Exercise materials section start

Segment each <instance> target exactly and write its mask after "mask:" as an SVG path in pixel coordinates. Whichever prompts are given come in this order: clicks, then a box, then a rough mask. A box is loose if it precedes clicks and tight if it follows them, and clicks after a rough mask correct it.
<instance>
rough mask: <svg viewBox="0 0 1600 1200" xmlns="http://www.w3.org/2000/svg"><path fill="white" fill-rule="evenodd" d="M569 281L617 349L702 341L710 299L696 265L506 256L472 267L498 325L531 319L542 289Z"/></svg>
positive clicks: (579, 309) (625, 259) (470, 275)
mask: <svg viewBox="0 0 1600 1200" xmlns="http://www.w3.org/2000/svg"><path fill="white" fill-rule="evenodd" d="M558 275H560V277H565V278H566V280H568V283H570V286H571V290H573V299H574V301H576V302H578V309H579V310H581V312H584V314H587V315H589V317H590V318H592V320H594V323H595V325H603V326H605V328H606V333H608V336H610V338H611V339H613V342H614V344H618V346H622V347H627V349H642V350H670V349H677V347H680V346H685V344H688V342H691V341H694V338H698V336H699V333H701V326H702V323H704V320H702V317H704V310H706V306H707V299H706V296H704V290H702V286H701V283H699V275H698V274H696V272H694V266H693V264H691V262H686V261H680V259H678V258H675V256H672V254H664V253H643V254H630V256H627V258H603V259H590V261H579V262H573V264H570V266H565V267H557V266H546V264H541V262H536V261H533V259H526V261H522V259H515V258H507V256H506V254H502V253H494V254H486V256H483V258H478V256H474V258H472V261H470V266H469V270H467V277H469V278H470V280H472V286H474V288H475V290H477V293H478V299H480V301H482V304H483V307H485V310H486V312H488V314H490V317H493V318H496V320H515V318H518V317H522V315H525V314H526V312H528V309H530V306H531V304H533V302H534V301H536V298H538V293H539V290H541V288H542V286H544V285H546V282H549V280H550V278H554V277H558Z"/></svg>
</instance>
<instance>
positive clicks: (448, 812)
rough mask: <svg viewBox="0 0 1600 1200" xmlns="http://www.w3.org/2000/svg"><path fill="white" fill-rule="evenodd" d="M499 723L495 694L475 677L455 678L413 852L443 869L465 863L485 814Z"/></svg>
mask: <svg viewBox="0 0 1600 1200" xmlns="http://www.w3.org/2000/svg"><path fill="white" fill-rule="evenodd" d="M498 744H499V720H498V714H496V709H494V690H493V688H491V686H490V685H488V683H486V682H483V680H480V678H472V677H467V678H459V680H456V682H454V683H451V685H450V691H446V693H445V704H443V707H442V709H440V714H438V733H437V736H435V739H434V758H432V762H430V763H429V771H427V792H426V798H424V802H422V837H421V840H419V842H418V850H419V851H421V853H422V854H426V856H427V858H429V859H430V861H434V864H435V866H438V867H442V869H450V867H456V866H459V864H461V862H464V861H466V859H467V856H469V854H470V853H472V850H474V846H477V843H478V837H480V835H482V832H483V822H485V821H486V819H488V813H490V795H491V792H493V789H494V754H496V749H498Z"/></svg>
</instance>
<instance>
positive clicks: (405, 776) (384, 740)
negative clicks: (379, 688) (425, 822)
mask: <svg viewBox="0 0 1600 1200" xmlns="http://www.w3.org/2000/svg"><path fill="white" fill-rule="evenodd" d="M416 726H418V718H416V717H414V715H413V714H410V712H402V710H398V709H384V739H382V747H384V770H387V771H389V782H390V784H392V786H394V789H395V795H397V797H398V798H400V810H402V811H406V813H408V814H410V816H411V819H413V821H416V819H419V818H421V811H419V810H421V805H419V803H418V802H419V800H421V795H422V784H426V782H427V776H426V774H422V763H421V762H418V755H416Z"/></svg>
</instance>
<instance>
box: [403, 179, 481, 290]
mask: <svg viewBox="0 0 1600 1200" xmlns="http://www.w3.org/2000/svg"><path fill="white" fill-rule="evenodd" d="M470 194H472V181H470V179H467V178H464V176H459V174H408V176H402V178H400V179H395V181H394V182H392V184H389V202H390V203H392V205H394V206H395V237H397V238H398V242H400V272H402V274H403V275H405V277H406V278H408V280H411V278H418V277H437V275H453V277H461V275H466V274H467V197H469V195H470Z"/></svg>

Exercise materials section end

#### Your assignment
Generate a verbatim printout of all the entries.

#### Exercise result
Segment each <instance> target exactly and write its mask after "mask:" as an SVG path in pixel coordinates. Whichever prompts are given come in this order: clicks, then a box, then a rough mask. A box is loose if it precedes clicks and tight if it follows them, and clicks after a rough mask correct it.
<instance>
rough mask: <svg viewBox="0 0 1600 1200" xmlns="http://www.w3.org/2000/svg"><path fill="white" fill-rule="evenodd" d="M569 281L617 349L702 341L710 299L696 265L506 256L472 267L498 325L531 319L542 289Z"/></svg>
positive clicks: (579, 309) (625, 259) (470, 275)
mask: <svg viewBox="0 0 1600 1200" xmlns="http://www.w3.org/2000/svg"><path fill="white" fill-rule="evenodd" d="M558 275H560V277H565V278H566V280H568V283H570V286H571V290H573V299H574V301H576V302H578V309H579V310H581V312H584V314H587V315H589V317H590V318H592V320H594V323H595V325H603V326H605V328H606V333H608V336H610V338H611V339H613V342H614V344H618V346H622V347H627V349H642V350H670V349H677V347H680V346H685V344H688V342H691V341H694V338H698V336H699V333H701V326H702V323H704V320H702V317H704V310H706V306H707V299H706V296H704V290H702V286H701V283H699V275H698V274H696V272H694V266H693V264H691V262H686V261H680V259H678V258H675V256H672V254H664V253H643V254H630V256H627V258H603V259H590V261H579V262H573V264H570V266H565V267H557V266H546V264H541V262H536V261H533V259H526V261H522V259H515V258H507V256H506V254H502V253H494V254H486V256H483V258H478V256H474V258H472V261H470V266H469V270H467V277H469V278H470V280H472V286H474V288H475V290H477V293H478V299H480V301H482V304H483V307H485V310H486V312H488V314H490V317H493V318H496V320H515V318H518V317H522V315H525V314H526V312H528V309H530V306H531V304H533V302H534V301H536V298H538V293H539V290H541V288H542V286H544V285H546V282H549V280H550V278H554V277H558Z"/></svg>
</instance>
<instance>
positive clicks: (448, 812)
rough mask: <svg viewBox="0 0 1600 1200" xmlns="http://www.w3.org/2000/svg"><path fill="white" fill-rule="evenodd" d="M499 723L495 694L475 677L455 678L413 852L443 869L465 863L485 814Z"/></svg>
mask: <svg viewBox="0 0 1600 1200" xmlns="http://www.w3.org/2000/svg"><path fill="white" fill-rule="evenodd" d="M498 744H499V720H498V714H496V709H494V690H493V688H491V686H490V685H488V683H486V682H483V680H480V678H472V677H467V678H459V680H456V682H454V683H451V685H450V691H446V693H445V704H443V707H442V709H440V714H438V733H437V736H435V739H434V758H432V762H430V763H429V771H427V792H426V798H424V802H422V837H421V840H419V842H418V850H419V851H421V853H422V854H426V856H427V858H429V859H430V861H434V864H435V866H438V867H442V869H450V867H456V866H459V864H461V862H464V861H466V859H467V856H469V854H470V853H472V850H474V846H477V843H478V837H480V835H482V832H483V822H485V821H486V819H488V813H490V795H491V792H493V789H494V754H496V749H498Z"/></svg>
</instance>
<instance>
positive clicks: (405, 776) (384, 740)
negative clicks: (379, 688) (425, 822)
mask: <svg viewBox="0 0 1600 1200" xmlns="http://www.w3.org/2000/svg"><path fill="white" fill-rule="evenodd" d="M416 726H418V718H416V717H414V715H413V714H410V712H402V710H398V709H384V739H382V747H384V770H387V771H389V782H390V784H392V786H394V789H395V795H397V797H398V798H400V810H402V811H406V813H408V814H410V816H411V819H413V821H416V819H419V818H421V811H419V810H421V805H419V803H418V802H419V800H421V795H422V784H426V782H427V776H426V774H422V763H421V762H418V755H416Z"/></svg>
</instance>
<instance>
box: [403, 179, 481, 290]
mask: <svg viewBox="0 0 1600 1200" xmlns="http://www.w3.org/2000/svg"><path fill="white" fill-rule="evenodd" d="M470 194H472V181H470V179H467V178H464V176H459V174H408V176H402V178H400V179H395V181H394V182H392V184H389V202H390V203H392V205H394V206H395V237H397V238H398V242H400V272H402V274H403V275H405V277H406V278H408V280H411V278H418V277H437V275H453V277H461V275H466V274H467V197H469V195H470Z"/></svg>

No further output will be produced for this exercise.